The literary scholar William Deresiewicz (2014) concludes a review of two histories of the novel with the observation that “the novel rose with modern selves because the novel, classically, relates the story of an individual attempting to create herself against existing definitions.” The notion of a self defined, as Mikhail Bakhtin (1984) puts it, in terms of “his social position, the degree to which he is sociologically or characterologically typical, his habitus, his spiritual profile and even his very physical appearance” (p. 48) was supplanted by one in which the self is given meaning by “the significance of these features for the hero himself, for his self-consciousness” (p. 48). Of course, self-consciousness is not a recent innovation and modern selves do not always challenge existing definitions. The emphasis placed on subjectivity in much of literature, though, is hard to miss.
Taking note of modern fiction’s apparent preoccupation with characters’ inner lives, psychologists have begun to investigate how reading habits relate to individual differences in the psychological processes involved in understanding others’ mental states in the real world. Raymond Mar and his colleagues (Mar, Oatley, Hirsh, de la Paz, & Peterson, 2006; Mar, Oatley, & Peterson, 2009) gave this line of research initial empirical traction with two studies designed to test whether exposure to fiction would positively predict performance on an advanced test of mental-state understanding, or Theory of Mind (ToM).

**RAW RECORDS**
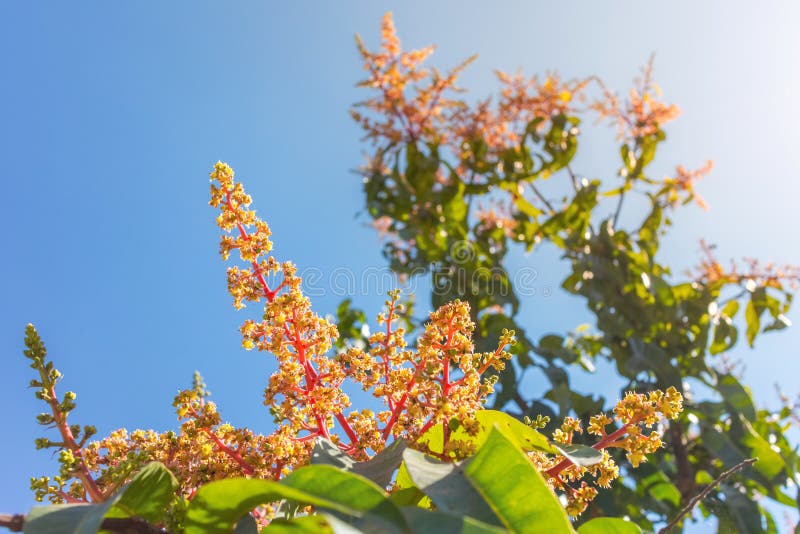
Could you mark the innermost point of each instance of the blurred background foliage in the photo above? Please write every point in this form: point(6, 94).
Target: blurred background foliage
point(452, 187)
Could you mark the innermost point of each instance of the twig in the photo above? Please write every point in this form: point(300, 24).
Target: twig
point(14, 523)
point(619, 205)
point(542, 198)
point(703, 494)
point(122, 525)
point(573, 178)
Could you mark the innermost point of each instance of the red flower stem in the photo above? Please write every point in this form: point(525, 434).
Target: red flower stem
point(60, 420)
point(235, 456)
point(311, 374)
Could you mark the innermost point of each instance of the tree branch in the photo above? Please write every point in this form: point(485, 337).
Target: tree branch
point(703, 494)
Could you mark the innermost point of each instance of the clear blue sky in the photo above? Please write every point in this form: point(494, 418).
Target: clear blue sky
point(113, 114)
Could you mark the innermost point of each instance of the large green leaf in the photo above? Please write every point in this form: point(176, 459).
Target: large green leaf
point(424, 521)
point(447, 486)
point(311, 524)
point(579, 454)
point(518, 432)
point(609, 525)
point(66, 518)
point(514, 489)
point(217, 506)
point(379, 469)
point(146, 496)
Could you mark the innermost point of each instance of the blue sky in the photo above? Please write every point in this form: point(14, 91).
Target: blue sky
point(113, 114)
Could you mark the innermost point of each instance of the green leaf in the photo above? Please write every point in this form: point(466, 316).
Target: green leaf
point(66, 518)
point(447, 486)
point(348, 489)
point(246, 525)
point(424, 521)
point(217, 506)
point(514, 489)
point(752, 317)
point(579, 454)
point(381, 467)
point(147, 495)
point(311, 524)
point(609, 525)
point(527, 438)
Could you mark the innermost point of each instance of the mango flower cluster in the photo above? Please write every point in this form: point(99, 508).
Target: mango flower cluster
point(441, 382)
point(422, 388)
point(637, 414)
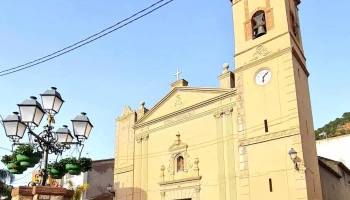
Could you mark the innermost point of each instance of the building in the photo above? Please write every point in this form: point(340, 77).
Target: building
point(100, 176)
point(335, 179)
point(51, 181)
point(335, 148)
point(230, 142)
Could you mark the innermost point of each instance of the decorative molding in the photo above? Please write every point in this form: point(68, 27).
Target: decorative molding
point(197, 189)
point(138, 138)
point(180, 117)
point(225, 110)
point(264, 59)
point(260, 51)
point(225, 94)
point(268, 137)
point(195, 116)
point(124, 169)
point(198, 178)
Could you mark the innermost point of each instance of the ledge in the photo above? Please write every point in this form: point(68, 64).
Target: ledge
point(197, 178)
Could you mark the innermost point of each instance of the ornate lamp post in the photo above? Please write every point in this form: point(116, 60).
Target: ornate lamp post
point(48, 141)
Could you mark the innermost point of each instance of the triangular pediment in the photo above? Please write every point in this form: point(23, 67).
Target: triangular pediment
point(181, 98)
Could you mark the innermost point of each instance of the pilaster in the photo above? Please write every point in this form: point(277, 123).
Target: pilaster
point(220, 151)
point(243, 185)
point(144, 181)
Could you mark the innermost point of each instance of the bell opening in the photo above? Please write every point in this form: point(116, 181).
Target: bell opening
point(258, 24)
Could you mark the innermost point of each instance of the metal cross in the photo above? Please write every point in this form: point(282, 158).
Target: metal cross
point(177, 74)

**TASK INSTRUCTIONS**
Retype word for word the portion of the passage above on the novel and the self that begins with the words "The literary scholar" and ends with the words "hard to miss.".

**SOLUTION TO THIS PROBLEM**
The literary scholar William Deresiewicz (2014) concludes a review of two histories of the novel with the observation that “the novel rose with modern selves because the novel, classically, relates the story of an individual attempting to create herself against existing definitions.” The notion of a self defined, as Mikhail Bakhtin (1984) puts it, in terms of “his social position, the degree to which he is sociologically or characterologically typical, his habitus, his spiritual profile and even his very physical appearance” (p. 48) was supplanted by one in which the self is given meaning by “the significance of these features for the hero himself, for his self-consciousness” (p. 48). Of course, self-consciousness is not a recent innovation and modern selves do not always challenge existing definitions. The emphasis placed on subjectivity in much of literature, though, is hard to miss.